--- Start of Dataset ---
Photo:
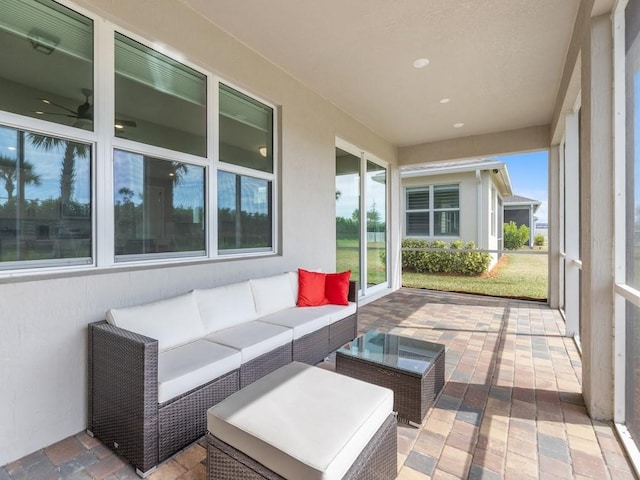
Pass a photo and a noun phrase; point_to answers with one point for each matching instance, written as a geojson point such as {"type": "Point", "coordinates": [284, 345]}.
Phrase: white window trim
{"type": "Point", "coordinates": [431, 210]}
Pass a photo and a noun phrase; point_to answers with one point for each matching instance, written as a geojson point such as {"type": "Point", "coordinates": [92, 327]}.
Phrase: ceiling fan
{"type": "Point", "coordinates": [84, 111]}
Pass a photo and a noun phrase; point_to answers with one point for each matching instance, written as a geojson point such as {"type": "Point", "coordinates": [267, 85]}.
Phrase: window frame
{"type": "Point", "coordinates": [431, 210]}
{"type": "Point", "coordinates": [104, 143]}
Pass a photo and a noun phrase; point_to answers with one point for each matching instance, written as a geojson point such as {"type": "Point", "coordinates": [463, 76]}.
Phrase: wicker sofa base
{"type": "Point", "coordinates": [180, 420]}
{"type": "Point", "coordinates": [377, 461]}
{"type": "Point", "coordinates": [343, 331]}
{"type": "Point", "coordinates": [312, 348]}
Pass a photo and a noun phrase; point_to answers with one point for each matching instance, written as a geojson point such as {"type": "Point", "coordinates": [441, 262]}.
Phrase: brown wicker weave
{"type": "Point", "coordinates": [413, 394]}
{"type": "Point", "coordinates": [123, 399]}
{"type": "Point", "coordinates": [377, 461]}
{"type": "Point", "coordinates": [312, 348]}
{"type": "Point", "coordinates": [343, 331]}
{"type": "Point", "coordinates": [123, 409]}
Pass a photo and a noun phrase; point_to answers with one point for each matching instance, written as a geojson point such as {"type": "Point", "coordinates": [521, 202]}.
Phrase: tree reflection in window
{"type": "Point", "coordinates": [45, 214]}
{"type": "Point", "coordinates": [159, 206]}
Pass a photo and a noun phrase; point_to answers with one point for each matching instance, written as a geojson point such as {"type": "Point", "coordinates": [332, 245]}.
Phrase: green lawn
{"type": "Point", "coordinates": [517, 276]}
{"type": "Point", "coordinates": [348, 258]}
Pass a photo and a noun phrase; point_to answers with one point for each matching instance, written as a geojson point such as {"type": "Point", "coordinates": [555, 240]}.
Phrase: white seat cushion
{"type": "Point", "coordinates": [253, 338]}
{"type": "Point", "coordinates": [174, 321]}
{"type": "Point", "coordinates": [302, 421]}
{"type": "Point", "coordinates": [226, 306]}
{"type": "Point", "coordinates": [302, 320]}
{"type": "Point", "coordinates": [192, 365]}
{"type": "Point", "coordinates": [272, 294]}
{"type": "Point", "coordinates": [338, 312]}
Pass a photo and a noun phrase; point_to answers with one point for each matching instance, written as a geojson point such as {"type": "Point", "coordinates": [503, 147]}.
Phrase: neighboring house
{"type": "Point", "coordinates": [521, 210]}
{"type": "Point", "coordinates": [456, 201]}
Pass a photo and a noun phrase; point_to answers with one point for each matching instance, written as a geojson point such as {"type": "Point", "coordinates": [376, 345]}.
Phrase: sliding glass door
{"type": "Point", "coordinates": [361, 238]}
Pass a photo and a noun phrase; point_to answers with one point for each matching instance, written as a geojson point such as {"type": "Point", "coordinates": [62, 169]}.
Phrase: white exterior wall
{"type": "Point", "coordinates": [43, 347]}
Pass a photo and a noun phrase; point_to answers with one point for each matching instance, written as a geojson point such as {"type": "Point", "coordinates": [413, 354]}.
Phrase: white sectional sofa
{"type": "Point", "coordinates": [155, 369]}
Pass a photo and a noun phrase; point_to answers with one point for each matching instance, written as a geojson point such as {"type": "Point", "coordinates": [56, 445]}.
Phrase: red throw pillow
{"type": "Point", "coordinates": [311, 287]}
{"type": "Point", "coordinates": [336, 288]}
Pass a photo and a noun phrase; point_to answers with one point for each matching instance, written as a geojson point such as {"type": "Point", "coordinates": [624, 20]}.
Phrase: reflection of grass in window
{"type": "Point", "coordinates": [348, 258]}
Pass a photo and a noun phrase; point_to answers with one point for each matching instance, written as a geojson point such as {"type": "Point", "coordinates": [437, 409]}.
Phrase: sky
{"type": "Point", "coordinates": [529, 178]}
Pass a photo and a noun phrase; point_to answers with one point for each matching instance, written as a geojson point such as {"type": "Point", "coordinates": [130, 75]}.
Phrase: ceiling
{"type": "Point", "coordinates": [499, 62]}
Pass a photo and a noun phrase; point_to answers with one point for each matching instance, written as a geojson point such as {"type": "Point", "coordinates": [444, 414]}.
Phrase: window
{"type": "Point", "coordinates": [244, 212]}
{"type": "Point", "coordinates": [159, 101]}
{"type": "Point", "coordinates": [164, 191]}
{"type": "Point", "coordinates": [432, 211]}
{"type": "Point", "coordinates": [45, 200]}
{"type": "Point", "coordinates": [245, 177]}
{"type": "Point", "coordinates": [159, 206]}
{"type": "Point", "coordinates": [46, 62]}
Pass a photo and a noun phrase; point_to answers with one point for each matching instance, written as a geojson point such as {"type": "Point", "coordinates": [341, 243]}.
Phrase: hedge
--- End of Dataset ---
#### Exercise prompt:
Each line of the material must be retyped exactly, except that images are omitted.

#### Solution for this problem:
Photo:
Pass a photo and a noun phrase; point_to answers with one point for each matching instance, written as a geojson point such as {"type": "Point", "coordinates": [284, 345]}.
Phrase: white window trim
{"type": "Point", "coordinates": [431, 210]}
Pass a photo and a noun phrase; point_to answers with one point for each matching instance, written as a geojson point such as {"type": "Point", "coordinates": [92, 327]}.
Phrase: ceiling fan
{"type": "Point", "coordinates": [84, 111]}
Pass a photo and a noun phrase; point_to answers with one point for each matching instance, written as a geojson point such as {"type": "Point", "coordinates": [267, 85]}.
Phrase: window frame
{"type": "Point", "coordinates": [431, 210]}
{"type": "Point", "coordinates": [104, 143]}
Pass a photo and a noun phrase; point_to answers with one point for each matching instance, written as a geojson point such as {"type": "Point", "coordinates": [463, 76]}.
Phrase: wicker sofa base
{"type": "Point", "coordinates": [180, 420]}
{"type": "Point", "coordinates": [377, 461]}
{"type": "Point", "coordinates": [343, 331]}
{"type": "Point", "coordinates": [312, 348]}
Pass a photo and a noun phrase; point_to answers with one point for each matching instance, written as a geojson point such as {"type": "Point", "coordinates": [441, 262]}.
Phrase: brown wicker weave
{"type": "Point", "coordinates": [413, 394]}
{"type": "Point", "coordinates": [123, 399]}
{"type": "Point", "coordinates": [377, 461]}
{"type": "Point", "coordinates": [312, 348]}
{"type": "Point", "coordinates": [343, 331]}
{"type": "Point", "coordinates": [123, 409]}
Pass a photo and a noun phrase; point_to answers with one point for each matching instance, written as a geojson point such as {"type": "Point", "coordinates": [521, 202]}.
Phrase: tree reflection in window
{"type": "Point", "coordinates": [45, 214]}
{"type": "Point", "coordinates": [159, 206]}
Pass a photo and a noun phrase; point_to answers with one point for each matching instance, written as a geojson point such as {"type": "Point", "coordinates": [332, 245]}.
Phrase: green lawn
{"type": "Point", "coordinates": [517, 276]}
{"type": "Point", "coordinates": [348, 258]}
Pass a photo and a noun phrase; point_to answers with one point for each matching instance, written as a geojson point such as {"type": "Point", "coordinates": [555, 240]}.
Phrase: white seat cushion
{"type": "Point", "coordinates": [253, 338]}
{"type": "Point", "coordinates": [174, 321]}
{"type": "Point", "coordinates": [302, 421]}
{"type": "Point", "coordinates": [226, 306]}
{"type": "Point", "coordinates": [302, 320]}
{"type": "Point", "coordinates": [192, 365]}
{"type": "Point", "coordinates": [272, 294]}
{"type": "Point", "coordinates": [338, 312]}
Pass a photo and a noun phrase; point_to answers with one point for each matching instance, written as a geojson point such as {"type": "Point", "coordinates": [503, 147]}.
Phrase: neighboring house
{"type": "Point", "coordinates": [521, 210]}
{"type": "Point", "coordinates": [456, 201]}
Pass a photo and a noun phrase; point_to answers with one point for each matching instance, written as a geojson point such as {"type": "Point", "coordinates": [376, 345]}.
Phrase: sliding glass door
{"type": "Point", "coordinates": [361, 238]}
Pass a photo and a noun phrase; point_to answers with one point for each matching instance, written as a geojson point such as {"type": "Point", "coordinates": [62, 169]}.
Phrase: white exterior wall
{"type": "Point", "coordinates": [43, 347]}
Pass a photo and a noun phrase; point_to answers with one point for each matching instance, written as a geojson point such as {"type": "Point", "coordinates": [413, 354]}.
Phrase: white sectional sofa
{"type": "Point", "coordinates": [155, 369]}
Pass a photo and a noun phrase; point_to answers with one point for each matching instance, written as a geojson point such as {"type": "Point", "coordinates": [56, 445]}.
Phrase: red throw pillow
{"type": "Point", "coordinates": [311, 287]}
{"type": "Point", "coordinates": [336, 288]}
Pass a photo and a noun phrase; point_to answers with one point for each matching instance, written as a geojson point such as {"type": "Point", "coordinates": [624, 20]}.
Phrase: reflection of grass in window
{"type": "Point", "coordinates": [348, 258]}
Pass a photo and a noun phrase; point_to answers with one point for each matching instance, written as a geojson point such as {"type": "Point", "coordinates": [437, 409]}.
Phrase: sky
{"type": "Point", "coordinates": [529, 178]}
Pass a photo and a noun phrase; point_to answers with one point for each matching instance, written as a geojson point such as {"type": "Point", "coordinates": [130, 75]}.
Phrase: ceiling
{"type": "Point", "coordinates": [499, 62]}
Pass a photo and a noun phrase; point_to answers with one point for each matching instance, written as a geojson point such as {"type": "Point", "coordinates": [444, 414]}.
Phrase: window
{"type": "Point", "coordinates": [244, 212]}
{"type": "Point", "coordinates": [159, 101]}
{"type": "Point", "coordinates": [164, 191]}
{"type": "Point", "coordinates": [432, 211]}
{"type": "Point", "coordinates": [45, 200]}
{"type": "Point", "coordinates": [245, 177]}
{"type": "Point", "coordinates": [159, 206]}
{"type": "Point", "coordinates": [46, 62]}
Pass a photo and a noun phrase; point_to answers with one point for each matching instance, written as a geojson point such as {"type": "Point", "coordinates": [341, 243]}.
Phrase: hedge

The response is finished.